'''
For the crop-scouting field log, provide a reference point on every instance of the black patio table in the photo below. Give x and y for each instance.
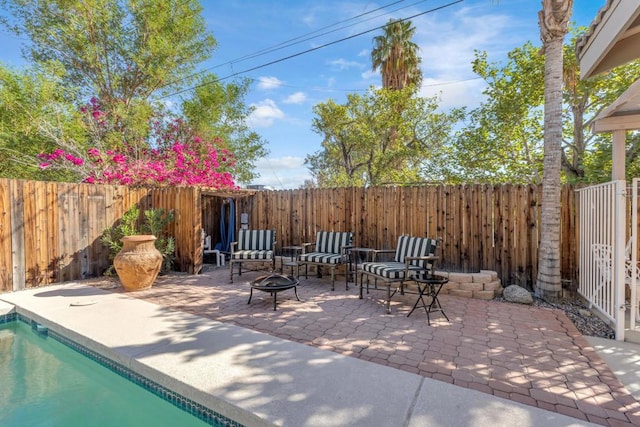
(429, 285)
(273, 284)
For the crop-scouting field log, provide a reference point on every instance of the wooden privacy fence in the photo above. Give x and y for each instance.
(50, 232)
(482, 226)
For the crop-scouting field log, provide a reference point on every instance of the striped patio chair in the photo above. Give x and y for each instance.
(329, 251)
(413, 255)
(257, 246)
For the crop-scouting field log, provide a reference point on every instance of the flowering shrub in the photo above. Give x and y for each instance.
(179, 159)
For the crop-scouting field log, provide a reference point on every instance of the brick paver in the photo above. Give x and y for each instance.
(531, 355)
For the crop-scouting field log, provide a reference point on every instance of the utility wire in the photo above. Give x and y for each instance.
(307, 51)
(299, 39)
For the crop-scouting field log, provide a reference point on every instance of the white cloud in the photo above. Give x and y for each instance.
(266, 83)
(447, 48)
(295, 98)
(343, 64)
(265, 113)
(370, 74)
(280, 173)
(454, 93)
(285, 162)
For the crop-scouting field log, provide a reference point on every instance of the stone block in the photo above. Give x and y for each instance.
(461, 293)
(481, 278)
(492, 286)
(449, 286)
(459, 277)
(493, 274)
(472, 287)
(485, 295)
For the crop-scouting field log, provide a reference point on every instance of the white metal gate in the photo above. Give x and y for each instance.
(602, 250)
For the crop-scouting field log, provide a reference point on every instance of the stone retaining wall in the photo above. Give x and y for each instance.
(483, 285)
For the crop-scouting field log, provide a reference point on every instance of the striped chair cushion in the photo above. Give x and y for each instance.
(331, 242)
(416, 247)
(388, 270)
(321, 258)
(256, 240)
(252, 255)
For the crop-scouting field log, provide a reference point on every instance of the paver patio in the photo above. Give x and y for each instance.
(532, 355)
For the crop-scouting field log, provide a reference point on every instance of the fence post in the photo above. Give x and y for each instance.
(619, 257)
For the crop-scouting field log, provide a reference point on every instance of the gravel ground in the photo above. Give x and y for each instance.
(578, 312)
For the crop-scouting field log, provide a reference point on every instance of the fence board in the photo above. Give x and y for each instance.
(17, 235)
(50, 232)
(6, 266)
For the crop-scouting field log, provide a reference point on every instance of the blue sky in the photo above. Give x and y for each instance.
(285, 92)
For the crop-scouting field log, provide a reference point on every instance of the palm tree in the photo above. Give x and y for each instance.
(553, 21)
(396, 56)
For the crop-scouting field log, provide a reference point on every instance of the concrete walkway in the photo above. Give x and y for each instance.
(511, 364)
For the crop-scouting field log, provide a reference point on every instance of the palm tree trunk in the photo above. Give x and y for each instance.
'''
Could you reproduce the lines above, from the one that holds "of the concrete" through the last, exactly as they stand?

For the crop-scouting field log, provide a reference point on every instance of the concrete walkway in the photo above. Give x and y for each instance.
(511, 364)
For the crop-scouting field log, provide a reference point on every instance of the palm tree trunk in the photo above. Give x and y for each instance.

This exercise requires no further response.